### Dokumentauszug
++++

Leitsatz (amtlich)
Erörterung der Sache i.S.d. § 31 Abs. 1 Nr. 4 BRAGO ist nur die Erörterung eines rechtshängigen Gegenstandes in dem diesen Gegenstand selbst betreffenden Gerichtsverfahren. Eine Miterörterung in einem anderen Gerichtsverfahren lässt die Erörterungsgebühr nicht entstehen.
Normenkette
ZPO § 91; BRAGO § 31 Abs. 1 Nr. 4
Verfahrensgang
LG Heidelberg (Beschluss vom 20.02.2003; Aktenzeichen 11O 206/02 KfH) |
Tenor
1. Auf die sofortige Beschwerde der Antragstellerin wird der Kostenfestsetzungsbeschluss des LG Heidelberg vom 20.2.2003 – 11 O 206/02 KfH – abgeändert:
Auf Grund des Beschlusses des LG Heidelberg vom 17.1.2003 sind an Kosten zu erstatten: 2.780 Euro nebst Zinsen i.H.v. 5 Prozentpunkten über dem Basiszinssatz seit 29.1.2003 von der Antragstellerin an die Antragsgegnerin.

++++

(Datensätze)
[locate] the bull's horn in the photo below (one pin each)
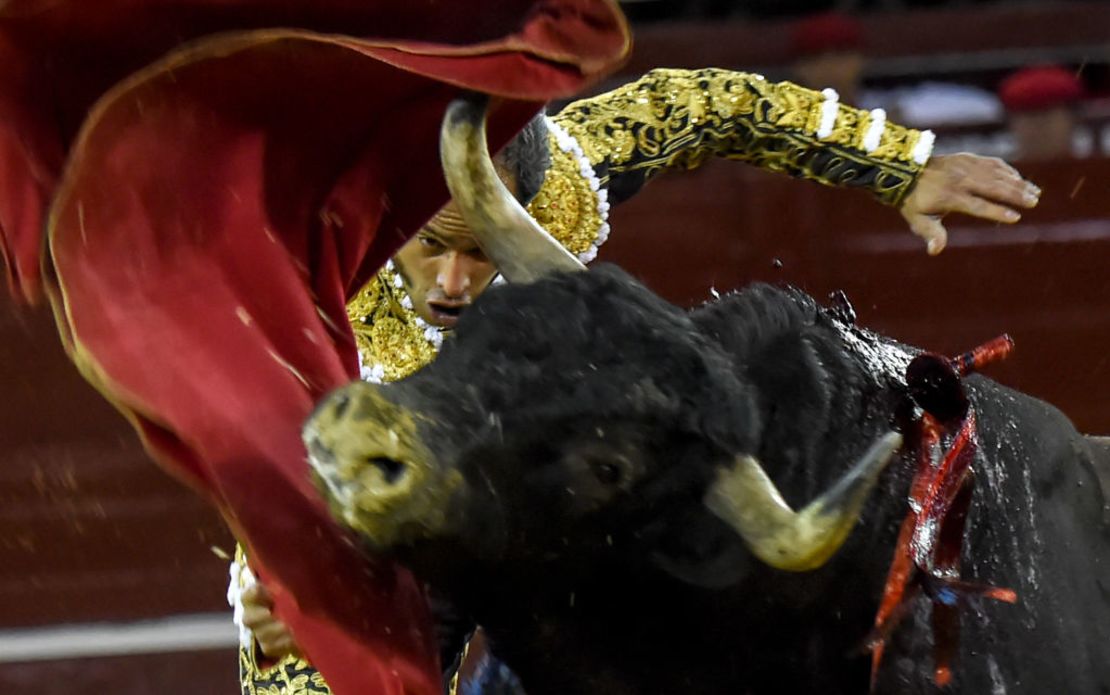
(745, 499)
(521, 249)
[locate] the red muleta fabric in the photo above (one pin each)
(211, 204)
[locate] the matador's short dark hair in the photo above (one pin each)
(527, 159)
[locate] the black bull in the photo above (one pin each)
(548, 473)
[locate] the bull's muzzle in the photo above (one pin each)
(746, 499)
(377, 476)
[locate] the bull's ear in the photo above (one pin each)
(746, 499)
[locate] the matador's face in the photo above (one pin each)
(443, 267)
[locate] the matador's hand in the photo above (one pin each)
(273, 637)
(981, 187)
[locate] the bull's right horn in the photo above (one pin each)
(515, 243)
(745, 499)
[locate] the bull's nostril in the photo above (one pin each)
(342, 401)
(392, 470)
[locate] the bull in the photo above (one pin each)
(606, 484)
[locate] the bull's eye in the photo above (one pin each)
(607, 472)
(392, 470)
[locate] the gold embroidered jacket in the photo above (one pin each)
(608, 147)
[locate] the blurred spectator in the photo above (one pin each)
(1041, 104)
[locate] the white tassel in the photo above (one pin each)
(829, 109)
(567, 143)
(924, 149)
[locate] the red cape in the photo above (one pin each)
(212, 212)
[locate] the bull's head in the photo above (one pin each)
(571, 409)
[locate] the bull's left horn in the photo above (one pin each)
(745, 499)
(521, 249)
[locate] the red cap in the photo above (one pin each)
(1033, 89)
(825, 33)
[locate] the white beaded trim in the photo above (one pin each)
(829, 109)
(567, 143)
(924, 149)
(375, 373)
(874, 137)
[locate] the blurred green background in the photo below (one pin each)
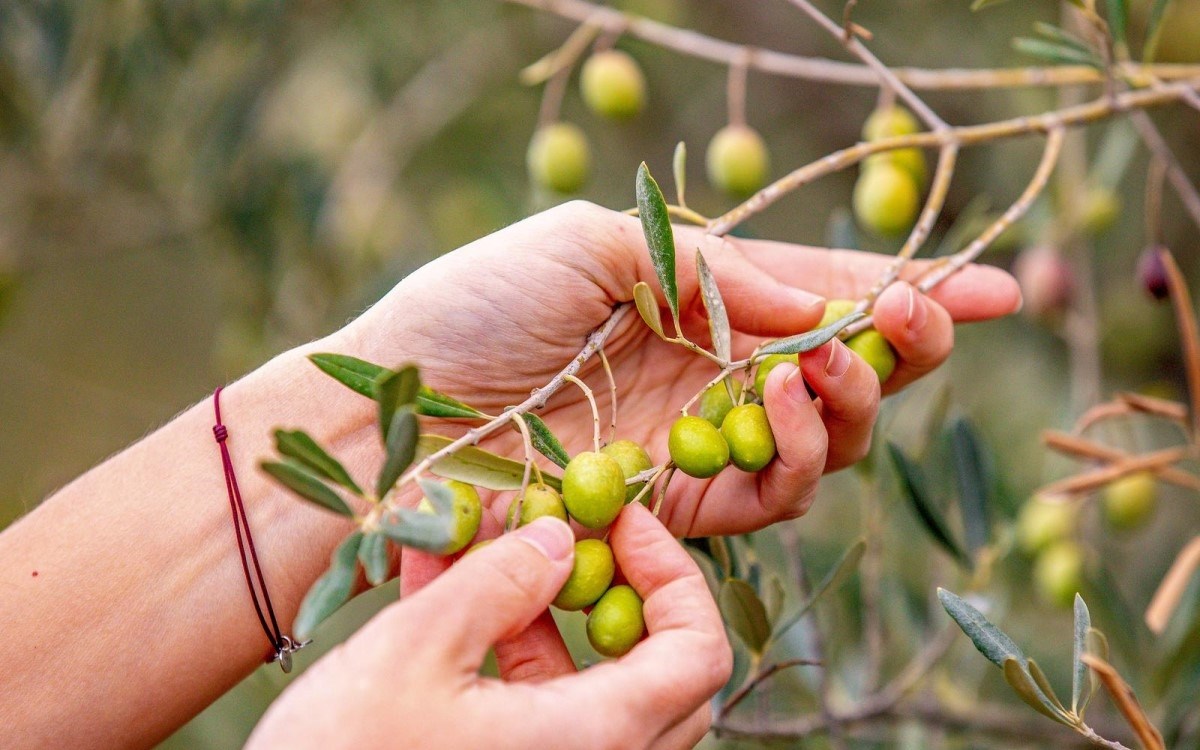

++++

### Aufgaben
[1] Beantworten Sie anhand des Dokumentauszugs folgende Fragen:
(a) Welches Gericht hat den abgeänderten Kostenfestsetzungsbeschluss erlassen?
(b) Welcher Betrag ist laut Tenor an Kosten zu erstatten?
(c) Welche Vorschrift der BRAGO wird im Leitsatz ausgelegt?
[2] Nennen Sie sämtliche verschiedenen Kalenderdaten, die im Dokumentauszug vorkommen.
[3] Führen Sie den Dokumentauszug zum Kostenfestsetzungsbeschluss des LG Heidelberg im Anschluss an dessen letzten Satz fort.
Die Einträge sind eigenständiges Material und gehören nicht zum Dokumentauszug.

### Die Antworten
[1]
(a) Das LG Heidelberg.
(b) 2.780 Euro nebst Zinsen i.H.v. 5 Prozentpunkten über dem Basiszinssatz seit 29.1.2003.
(c) § 31 Abs. 1 Nr. 4 BRAGO.

[2] 20.02.2003 (auch als 20.2.2003 geschrieben), 17.1.2003, 29.1.2003

[3]
2. Die Kosten des Beschwerdeverfahrens trägt die Antragsgegnerin.
3. Der Beschwerdewert beträgt 2.760 Euro.
4. Die Rechtsbeschwerde wird zugelassen.
Gründe
I. Die Parteien streiten im Beschwerdeverfahren über die Frage, ob der Prozessbevollmächtigte der Antragsgegnerin eine Erörterungsgebühr verdient hat, welche der Antragsgegnerin zu erstatten wäre.
In dem zu Grunde liegenden Rechtsstreit vor dem LG Heidelberg – Kammer für Handelssachen – ging am 18.12.2002 der Antrag der Antragstellerin auf Erlass einer einstweiligen Verfügung ein. Dieser Antrag wurde zunächst nicht zugestellt. Am 20.12.2002 fand im parallelen Hauptsacheverfahren (11 O 190/02 KfH) vor derselben Kammer Verhandlungstermin statt. Das Terminsprotokoll (Aktenseite 33) enthält folgende Passage:
Die Sach- und Rechtslage wird erörtert, vor allem auch mit Hinblick auf die am 19.12.2002 beantragte einstweilige Verfügung (Az.: 11 O 206/02 KfH).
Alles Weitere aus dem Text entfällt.